● Source text
* * * *
From 1998 to 2001 the Hangzhou Institute of Cultural Relics and Archaeology (杭州市文物考古所) excavated the Laohudong (Tiger Cave) Kiln. The results have rewritten Chinese ceramic history and solved mysteries that have haunted the field for literally hundreds of years. Excavated shards fall within the historical range of the Southern Song (1127-1279) to the Yuan dynasty (1271-1368). The Southern Song celadon sherds show clearly that the Tiger cave Kiln was the ceramic production site for Southern Song Guan (official) ware. Tiger Cave is a seven hundred meter area located between Phoenix Mountain and Nine Flowers Mountain. The site is not more than a hundred meters from the north wall area of the Southern Song Imperial City area. Likewise it is two and a half miles from another Song production area known as the Jiaotanxia Kiln (郊坛下窑).
* * * *
● Activity list
1. According to the Tiger Cave Kiln passage, how far is the site from the Jiaotanxia Kiln?
2. From the Tiger Cave Kiln passage, output the part that opens with the words containing "From 1998 to" and closes with "Jiaotanxia Kiln (郊坛下窑).".
3. Write the next part of the Tiger Cave Kiln passage, picking up after its final sentence.
The material after this passage is separate from it.
* * * *
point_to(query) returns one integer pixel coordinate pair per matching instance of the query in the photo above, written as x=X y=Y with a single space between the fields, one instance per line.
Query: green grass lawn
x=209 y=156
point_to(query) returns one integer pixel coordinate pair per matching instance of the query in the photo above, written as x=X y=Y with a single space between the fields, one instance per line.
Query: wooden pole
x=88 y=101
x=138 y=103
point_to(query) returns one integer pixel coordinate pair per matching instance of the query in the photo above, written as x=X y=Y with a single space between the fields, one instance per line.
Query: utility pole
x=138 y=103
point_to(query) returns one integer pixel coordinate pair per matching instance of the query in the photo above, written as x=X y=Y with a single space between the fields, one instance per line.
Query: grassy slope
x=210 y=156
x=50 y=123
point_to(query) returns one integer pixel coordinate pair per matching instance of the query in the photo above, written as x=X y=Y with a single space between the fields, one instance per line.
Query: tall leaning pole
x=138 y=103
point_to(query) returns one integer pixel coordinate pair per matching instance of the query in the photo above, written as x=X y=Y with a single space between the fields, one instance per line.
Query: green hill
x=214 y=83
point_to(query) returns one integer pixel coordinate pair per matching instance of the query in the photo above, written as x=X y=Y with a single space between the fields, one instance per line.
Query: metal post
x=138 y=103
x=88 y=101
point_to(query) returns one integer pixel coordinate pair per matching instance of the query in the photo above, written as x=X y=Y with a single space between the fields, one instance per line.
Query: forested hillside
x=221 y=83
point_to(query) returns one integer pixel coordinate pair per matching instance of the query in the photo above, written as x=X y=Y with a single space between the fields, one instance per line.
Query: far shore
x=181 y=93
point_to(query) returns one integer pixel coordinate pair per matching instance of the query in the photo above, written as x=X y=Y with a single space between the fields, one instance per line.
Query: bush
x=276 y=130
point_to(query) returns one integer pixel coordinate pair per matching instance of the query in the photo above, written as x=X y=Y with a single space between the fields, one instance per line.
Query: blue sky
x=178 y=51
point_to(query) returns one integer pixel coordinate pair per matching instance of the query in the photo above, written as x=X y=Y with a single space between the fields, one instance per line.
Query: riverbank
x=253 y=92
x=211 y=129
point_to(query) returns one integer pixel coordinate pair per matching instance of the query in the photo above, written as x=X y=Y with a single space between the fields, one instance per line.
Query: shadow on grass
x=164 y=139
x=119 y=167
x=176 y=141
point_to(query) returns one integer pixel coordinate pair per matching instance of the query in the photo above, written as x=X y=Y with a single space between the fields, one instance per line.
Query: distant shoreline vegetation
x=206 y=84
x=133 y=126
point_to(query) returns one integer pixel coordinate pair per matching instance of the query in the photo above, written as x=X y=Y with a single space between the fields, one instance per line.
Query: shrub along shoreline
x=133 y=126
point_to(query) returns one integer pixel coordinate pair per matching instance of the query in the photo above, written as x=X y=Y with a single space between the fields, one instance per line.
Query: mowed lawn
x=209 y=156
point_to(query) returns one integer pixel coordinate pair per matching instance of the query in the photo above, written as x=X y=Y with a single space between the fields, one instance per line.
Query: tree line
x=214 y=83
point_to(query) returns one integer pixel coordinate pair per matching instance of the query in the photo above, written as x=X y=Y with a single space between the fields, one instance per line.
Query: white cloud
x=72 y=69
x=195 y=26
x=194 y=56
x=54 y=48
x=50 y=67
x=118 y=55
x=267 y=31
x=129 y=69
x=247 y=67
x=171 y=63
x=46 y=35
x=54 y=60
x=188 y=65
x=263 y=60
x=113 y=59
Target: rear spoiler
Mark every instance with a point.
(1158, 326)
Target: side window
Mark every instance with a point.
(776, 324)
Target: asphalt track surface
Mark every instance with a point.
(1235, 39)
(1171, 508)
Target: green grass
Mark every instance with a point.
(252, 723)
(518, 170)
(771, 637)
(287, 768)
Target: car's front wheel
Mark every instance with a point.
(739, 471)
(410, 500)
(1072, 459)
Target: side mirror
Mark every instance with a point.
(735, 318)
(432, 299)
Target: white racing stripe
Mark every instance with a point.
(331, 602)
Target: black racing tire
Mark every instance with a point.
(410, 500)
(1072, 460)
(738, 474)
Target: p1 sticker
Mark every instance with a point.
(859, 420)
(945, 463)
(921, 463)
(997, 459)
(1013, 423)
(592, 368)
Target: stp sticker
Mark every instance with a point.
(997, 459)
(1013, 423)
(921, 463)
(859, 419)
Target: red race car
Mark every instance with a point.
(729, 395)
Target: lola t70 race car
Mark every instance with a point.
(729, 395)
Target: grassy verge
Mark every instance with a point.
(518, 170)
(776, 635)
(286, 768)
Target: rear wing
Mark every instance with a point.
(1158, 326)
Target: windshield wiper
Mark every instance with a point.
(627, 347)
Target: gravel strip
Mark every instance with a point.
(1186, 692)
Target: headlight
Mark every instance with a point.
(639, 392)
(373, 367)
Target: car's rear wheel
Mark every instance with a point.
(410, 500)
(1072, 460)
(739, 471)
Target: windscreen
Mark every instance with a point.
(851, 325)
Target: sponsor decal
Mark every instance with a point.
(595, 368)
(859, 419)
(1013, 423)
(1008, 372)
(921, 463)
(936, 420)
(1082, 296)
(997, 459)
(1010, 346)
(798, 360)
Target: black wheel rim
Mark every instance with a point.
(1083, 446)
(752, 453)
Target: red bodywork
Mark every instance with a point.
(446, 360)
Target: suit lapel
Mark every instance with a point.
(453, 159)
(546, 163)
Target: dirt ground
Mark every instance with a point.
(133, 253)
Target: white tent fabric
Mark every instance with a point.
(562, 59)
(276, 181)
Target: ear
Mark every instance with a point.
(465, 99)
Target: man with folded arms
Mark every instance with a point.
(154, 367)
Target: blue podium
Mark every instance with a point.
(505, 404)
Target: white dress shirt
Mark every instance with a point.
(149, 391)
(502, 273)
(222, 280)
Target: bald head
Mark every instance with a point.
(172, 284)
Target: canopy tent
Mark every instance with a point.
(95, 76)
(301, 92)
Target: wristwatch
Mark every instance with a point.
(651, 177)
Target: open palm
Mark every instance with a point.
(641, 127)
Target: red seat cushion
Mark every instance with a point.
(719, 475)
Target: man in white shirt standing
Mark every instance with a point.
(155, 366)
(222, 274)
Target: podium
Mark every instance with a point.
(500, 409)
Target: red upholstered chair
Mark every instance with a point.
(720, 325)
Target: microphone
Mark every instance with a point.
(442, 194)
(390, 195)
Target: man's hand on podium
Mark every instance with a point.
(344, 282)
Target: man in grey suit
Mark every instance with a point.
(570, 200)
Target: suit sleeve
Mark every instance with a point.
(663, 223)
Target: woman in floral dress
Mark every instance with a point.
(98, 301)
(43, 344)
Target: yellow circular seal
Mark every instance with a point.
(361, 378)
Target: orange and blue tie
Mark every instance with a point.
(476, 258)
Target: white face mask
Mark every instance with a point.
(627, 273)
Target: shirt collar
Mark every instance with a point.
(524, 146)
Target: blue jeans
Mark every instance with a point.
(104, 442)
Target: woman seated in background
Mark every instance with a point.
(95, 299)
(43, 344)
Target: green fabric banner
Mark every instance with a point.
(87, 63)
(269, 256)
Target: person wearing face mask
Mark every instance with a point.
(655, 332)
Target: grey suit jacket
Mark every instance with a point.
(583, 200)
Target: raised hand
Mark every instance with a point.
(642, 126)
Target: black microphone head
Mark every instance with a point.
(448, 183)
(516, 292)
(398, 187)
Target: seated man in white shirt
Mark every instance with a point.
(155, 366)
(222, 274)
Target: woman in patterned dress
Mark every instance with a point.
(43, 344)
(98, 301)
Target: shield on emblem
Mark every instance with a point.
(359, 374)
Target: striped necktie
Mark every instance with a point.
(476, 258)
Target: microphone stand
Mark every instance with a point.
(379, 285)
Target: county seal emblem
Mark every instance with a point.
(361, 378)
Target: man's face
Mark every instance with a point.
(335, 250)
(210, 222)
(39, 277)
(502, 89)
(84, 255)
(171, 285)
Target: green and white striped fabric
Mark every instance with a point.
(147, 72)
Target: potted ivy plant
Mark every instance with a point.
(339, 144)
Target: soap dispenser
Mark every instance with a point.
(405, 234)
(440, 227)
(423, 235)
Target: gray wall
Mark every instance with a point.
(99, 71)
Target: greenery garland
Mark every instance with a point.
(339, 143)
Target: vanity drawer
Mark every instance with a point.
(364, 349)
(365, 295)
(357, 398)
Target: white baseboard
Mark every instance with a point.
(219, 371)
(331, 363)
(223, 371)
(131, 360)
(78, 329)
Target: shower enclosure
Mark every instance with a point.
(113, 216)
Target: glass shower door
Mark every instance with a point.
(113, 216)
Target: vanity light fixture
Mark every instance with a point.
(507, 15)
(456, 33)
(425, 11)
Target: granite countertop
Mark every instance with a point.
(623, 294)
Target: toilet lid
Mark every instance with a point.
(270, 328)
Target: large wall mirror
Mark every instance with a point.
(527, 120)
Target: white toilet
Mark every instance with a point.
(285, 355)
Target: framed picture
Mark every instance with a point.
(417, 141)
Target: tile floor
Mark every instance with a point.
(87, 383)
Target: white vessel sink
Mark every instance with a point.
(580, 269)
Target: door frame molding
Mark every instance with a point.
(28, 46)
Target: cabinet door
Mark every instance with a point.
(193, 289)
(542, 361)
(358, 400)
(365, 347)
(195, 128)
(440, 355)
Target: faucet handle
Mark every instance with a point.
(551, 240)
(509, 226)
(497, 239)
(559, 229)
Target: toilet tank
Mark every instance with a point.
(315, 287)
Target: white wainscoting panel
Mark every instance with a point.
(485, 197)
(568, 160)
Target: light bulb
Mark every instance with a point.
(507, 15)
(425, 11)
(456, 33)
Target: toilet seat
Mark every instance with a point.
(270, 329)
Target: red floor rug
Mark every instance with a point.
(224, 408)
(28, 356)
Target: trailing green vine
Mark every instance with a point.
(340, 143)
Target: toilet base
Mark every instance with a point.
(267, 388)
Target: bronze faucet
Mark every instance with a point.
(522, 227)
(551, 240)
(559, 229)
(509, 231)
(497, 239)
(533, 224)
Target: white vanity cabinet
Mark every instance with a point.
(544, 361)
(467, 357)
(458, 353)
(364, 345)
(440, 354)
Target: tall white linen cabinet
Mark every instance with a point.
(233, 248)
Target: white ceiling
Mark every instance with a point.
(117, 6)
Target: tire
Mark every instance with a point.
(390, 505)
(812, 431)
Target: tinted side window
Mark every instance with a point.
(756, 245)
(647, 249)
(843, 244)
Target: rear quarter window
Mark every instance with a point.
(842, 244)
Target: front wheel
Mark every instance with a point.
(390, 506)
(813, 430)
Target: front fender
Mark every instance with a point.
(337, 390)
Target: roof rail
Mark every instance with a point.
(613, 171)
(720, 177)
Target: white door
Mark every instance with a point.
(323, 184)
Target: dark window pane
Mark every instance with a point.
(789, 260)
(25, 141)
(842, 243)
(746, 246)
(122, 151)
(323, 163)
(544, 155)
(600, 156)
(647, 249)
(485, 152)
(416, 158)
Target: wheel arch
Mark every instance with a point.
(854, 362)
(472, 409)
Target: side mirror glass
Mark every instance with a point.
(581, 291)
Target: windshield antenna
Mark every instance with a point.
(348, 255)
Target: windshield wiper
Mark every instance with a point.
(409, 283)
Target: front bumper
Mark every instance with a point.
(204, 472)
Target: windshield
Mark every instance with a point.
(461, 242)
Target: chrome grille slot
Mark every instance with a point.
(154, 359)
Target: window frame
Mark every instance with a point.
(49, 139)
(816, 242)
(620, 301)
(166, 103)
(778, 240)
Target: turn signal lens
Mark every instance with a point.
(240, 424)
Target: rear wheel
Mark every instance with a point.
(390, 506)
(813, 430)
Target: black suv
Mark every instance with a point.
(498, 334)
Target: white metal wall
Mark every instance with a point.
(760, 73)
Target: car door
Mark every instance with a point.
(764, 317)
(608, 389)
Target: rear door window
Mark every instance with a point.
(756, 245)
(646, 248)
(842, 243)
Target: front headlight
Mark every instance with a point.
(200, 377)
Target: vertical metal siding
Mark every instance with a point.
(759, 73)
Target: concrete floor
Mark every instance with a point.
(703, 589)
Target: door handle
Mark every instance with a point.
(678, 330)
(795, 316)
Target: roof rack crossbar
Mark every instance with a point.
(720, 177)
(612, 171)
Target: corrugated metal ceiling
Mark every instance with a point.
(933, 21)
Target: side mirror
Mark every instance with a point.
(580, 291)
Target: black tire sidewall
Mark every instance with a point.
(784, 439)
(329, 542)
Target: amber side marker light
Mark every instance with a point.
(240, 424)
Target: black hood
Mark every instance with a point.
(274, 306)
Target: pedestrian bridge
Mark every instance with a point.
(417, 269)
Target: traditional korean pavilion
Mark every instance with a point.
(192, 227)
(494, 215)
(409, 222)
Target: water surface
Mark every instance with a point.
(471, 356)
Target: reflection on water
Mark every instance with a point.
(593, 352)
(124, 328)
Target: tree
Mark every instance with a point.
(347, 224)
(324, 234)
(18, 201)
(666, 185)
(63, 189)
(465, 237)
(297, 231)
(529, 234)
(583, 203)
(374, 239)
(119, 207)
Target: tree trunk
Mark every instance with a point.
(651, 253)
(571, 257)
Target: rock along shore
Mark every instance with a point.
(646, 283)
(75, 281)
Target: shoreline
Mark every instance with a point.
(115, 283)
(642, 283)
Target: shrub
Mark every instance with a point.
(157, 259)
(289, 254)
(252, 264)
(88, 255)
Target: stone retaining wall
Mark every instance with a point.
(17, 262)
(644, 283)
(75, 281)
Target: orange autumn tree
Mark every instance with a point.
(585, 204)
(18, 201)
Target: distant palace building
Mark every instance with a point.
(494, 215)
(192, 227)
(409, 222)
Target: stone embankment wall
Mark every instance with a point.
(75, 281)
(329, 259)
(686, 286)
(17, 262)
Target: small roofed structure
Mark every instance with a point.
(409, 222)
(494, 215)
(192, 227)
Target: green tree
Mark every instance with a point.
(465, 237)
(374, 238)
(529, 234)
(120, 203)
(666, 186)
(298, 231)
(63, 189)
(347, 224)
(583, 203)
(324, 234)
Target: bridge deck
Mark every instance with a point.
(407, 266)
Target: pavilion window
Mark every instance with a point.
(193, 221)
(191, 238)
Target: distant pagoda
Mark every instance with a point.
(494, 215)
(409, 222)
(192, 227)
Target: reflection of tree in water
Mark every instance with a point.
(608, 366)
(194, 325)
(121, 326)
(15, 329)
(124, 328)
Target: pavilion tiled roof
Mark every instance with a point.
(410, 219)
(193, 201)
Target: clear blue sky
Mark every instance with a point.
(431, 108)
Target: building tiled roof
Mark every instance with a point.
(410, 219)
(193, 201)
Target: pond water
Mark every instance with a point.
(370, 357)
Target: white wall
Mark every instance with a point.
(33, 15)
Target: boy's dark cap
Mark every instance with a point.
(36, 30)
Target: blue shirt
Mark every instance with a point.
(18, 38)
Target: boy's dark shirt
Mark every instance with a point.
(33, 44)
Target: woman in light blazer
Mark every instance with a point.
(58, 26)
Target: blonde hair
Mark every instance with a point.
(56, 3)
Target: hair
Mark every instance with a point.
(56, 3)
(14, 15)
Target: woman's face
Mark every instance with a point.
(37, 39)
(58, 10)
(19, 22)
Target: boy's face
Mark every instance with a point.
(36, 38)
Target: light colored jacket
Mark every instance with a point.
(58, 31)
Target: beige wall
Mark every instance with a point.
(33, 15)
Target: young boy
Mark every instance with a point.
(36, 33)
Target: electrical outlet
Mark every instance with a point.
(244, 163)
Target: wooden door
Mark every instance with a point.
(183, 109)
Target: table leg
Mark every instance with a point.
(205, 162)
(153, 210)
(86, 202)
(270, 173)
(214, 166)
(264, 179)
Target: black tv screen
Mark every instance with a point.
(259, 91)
* * * *
● Responses for each task
1. Two and a half miles.

2.
From 1998 to 2001 the Hangzhou Institute of Cultural Relics and Archaeology (杭州市文物考古所) excavated the Laohudong (Tiger Cave) Kiln. The results have rewritten Chinese ceramic history and solved mysteries that have haunted the field for literally hundreds of years. Excavated shards fall within the historical range of the Southern Song (1127-1279) to the Yuan dynasty (1271-1368). The Southern Song celadon sherds show clearly that the Tiger cave Kiln was the ceramic production site for Southern Song Guan (official) ware. Tiger Cave is a seven hundred meter area located between Phoenix Mountain and Nine Flowers Mountain. The site is not more than a hundred meters from the north wall area of the Southern Song Imperial City area. Likewise it is two and a half miles from another Song production area known as the Jiaotanxia Kiln (郊坛下窑).

3.
The discovery of the Kiln site took place on September 20, 1996 after an extensive archeological search of the area. Southern Song shards display shapes that correspond to ritual vessels such as celadon vases and incense burners. Clearly the original objects were intended for palace use. The shards are primarily of a powder blue color. Next in number are those of a honey tint. The celadon shards display a rich thick glaze with prominent crackle and crazing. Clearly the kiln site is the long lost Official Ceramic Ware site referred to in historical texts as the Xiuneisi Official Ware Kiln (修内司窑). The Mongol Period strata of the archaeological site perhaps solves another long standing ceramic history mystery i.e. that of Ge ware. After the fall of the Southern Song court and the unification of the Chinese nation under Mongol rule the Tiger Kiln maintained production. A portion of the ceramic production of this period continued to be celadon ware in the official (guan) ware style. This conforms to period historical references.

==Southern Song guan wares==

The Percival David Foundation has in its collection, now in the British Museum on loan, a number of pieces that some scholars believe were made at the Xiuneisi (Department of Palace Supply) kiln; a kiln which has now been identified as the Laohudong (Tiger Cave) kiln.